On July 6, 1918, at about 15:00, Left Socialist Revolutionaries Yakov Blumkin and Nikolai Andreev carried out the murder of the German ambassador, Count Mirbach, entering the embassy mansion with forged documents and hiding from the scene of the crime. Thus, with the help of a terrorist act against "agents of imperialism", the Central Committee of the Left Socialist Revolutionaries hoped to influence the policy of the Soviet government, which could not be changed in a legitimate way – to provoke Germany to break the Brest–Litovsk Peace and force the Bolsheviks to abandon the "shameful policy of compromise". The Chairman of the All–Russian Extraordinary Commission, Felix Dzerzhinsky, who arrived at the headquarters of the Left Socialist Revolutionaries to arrest the terrorists, was himself arrested. In connection with these events, at about 18:00 on July 6, the entire faction of the Left Socialist Revolutionaries was arrested at the Bolshoi Theater, as well as representatives of other parties, except for the Bolsheviks (450 people in total).

From the memoirs of Jacob Peters:

Just then Trotsky or Vladimir Ilyich phoned – I don't remember – and said that Latsis should remain in the All–Russian Extraordinary Commission, while I, along with others, should went to the Bolshoi Theater and arrested a faction of Left Socialist Revolutionaries. We went to the theater... Some of us went on stage, announced that the Bolshevik faction was going to gather, and that all the Bolsheviks should leave the theater. At the exits, we set up a document check and at first released only communists. But, of course, very soon this cunning was discovered by the Socialist Revolutionaries and others, but they did not react to it... Then we began to start up according to recommendations, according to documents. In the end, Left Socialist Revolutionaries, Internationalists and non–partisans remained in the theater. I remember that some of them were worried, asked what this meant, since they did not know the situation.
+===+
Assignment 1 => Which people are named in the passage on the Mirbach assassination?
Assignment 2 =>
Answer these questions from the passage on the Mirbach assassination:
(a) At about what time on July 6 was the Left Socialist Revolutionary faction arrested at the Bolshoi Theater?
(b) How many people were arrested in total?
(c) According to Peters, who was to remain in the All–Russian Extraordinary Commission?
Assignment 3 => Could you carry on the passage on the Mirbach assassination from its final sentence?
The items after this passage are not needed.

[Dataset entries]
+===+
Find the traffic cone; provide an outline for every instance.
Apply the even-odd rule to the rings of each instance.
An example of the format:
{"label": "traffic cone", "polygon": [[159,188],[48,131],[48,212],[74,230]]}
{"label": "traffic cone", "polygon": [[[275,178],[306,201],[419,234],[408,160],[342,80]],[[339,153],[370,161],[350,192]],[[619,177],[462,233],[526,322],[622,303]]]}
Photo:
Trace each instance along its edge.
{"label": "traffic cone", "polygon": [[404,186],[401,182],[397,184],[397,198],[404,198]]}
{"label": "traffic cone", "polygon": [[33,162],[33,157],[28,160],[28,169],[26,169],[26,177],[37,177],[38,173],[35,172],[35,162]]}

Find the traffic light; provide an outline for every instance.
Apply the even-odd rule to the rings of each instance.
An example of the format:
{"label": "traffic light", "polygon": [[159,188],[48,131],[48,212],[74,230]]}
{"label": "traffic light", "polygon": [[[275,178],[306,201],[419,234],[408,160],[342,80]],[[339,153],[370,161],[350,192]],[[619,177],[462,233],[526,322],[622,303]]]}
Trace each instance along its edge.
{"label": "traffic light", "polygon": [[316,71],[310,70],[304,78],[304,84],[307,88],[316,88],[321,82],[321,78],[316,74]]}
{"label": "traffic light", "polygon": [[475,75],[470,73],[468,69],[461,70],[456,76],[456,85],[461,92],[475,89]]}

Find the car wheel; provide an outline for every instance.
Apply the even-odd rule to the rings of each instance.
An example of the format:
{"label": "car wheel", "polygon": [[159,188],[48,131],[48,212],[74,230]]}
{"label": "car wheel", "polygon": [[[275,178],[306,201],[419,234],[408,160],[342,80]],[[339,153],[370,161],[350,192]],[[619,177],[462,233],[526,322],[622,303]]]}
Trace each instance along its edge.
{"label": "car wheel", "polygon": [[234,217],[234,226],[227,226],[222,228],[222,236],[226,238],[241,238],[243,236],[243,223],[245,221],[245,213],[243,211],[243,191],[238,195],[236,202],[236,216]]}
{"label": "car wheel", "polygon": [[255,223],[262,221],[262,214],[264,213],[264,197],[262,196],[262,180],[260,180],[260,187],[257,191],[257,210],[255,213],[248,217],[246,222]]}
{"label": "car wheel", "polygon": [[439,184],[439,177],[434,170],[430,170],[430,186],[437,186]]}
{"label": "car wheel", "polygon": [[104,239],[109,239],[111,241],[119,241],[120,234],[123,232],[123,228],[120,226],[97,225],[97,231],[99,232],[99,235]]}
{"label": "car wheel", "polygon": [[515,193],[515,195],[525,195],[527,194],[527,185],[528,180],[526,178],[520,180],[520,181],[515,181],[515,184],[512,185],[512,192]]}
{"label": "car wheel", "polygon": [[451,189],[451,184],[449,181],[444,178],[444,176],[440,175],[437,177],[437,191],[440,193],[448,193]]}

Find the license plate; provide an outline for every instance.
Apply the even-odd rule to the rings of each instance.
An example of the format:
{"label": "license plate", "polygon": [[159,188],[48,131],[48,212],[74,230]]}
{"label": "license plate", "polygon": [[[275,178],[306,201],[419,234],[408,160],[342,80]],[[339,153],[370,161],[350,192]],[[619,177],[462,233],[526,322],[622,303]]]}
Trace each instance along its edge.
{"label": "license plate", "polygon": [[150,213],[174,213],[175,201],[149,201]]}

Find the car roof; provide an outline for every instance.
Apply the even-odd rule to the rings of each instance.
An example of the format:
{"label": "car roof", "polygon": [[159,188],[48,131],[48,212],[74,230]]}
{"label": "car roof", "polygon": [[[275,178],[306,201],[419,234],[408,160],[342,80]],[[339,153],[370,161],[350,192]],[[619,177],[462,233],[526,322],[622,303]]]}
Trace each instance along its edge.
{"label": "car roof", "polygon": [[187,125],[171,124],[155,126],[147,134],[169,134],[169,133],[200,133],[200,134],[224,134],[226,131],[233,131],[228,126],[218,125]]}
+===+
Task output 1 => Yakov Blumkin, Nikolai Andreev, Count Mirbach, Felix Dzerzhinsky, Jacob Peters, Trotsky, Vladimir Ilyich, Latsis

Task output 2 =>
(a) At about 18:00.
(b) 450 people.
(c) Latsis.

Task output 3 =>
Until late in the evening, isolated Left Socialist Revolutionaries held conferences, decided organizational issues, re–elected the faction's bureau and adopted a declaration on the assassination of Mirbach, which they intended to read after the Congress resumed, then they sang revolutionary songs and finally settled down to sleep. At this time, an armed confrontation was unfolding in Moscow. By dawn on July 7, the uprising of the Left Socialist Revolutionaries had been suppressed. On the night of July 8, the arrested Left Socialist Revolutionaries were disarmed and moved to the Maly Theater, since the work of the Congress was to resume at the Bolshoi Theater on July 9.

===July 9–10===
The third meeting began on July 9 at 14:30 under the chairmanship of Sverdlov. The first to speak was Trotsky with a report on the events that had just happened in Moscow, sharply condemning the actions of the Left Socialist Revolutionaries and declaring: "This party killed itself on the days of July 6 and 7 forever". The party of the Left Socialist Revolutionaries, its fate and the attitude of the Bolsheviks towards the Left Socialist Revolutionaries were one of the main subjects of discussion, sharply negative assessments were expressed. The congress decided to exclude from the Soviets the Left Socialist Revolutionaries who supported the political line of the Central Committee of their party, and leave opportunities for cooperation for those organizations of the Left Socialist Revolutionaries that would "disown" their Central Committee. In addition to this issue, the food issue was again raised at the third session. At the end of the day, Ivan Teodorovich read out a resolution from the Bolsheviks on the fight against hunger, which was adopted.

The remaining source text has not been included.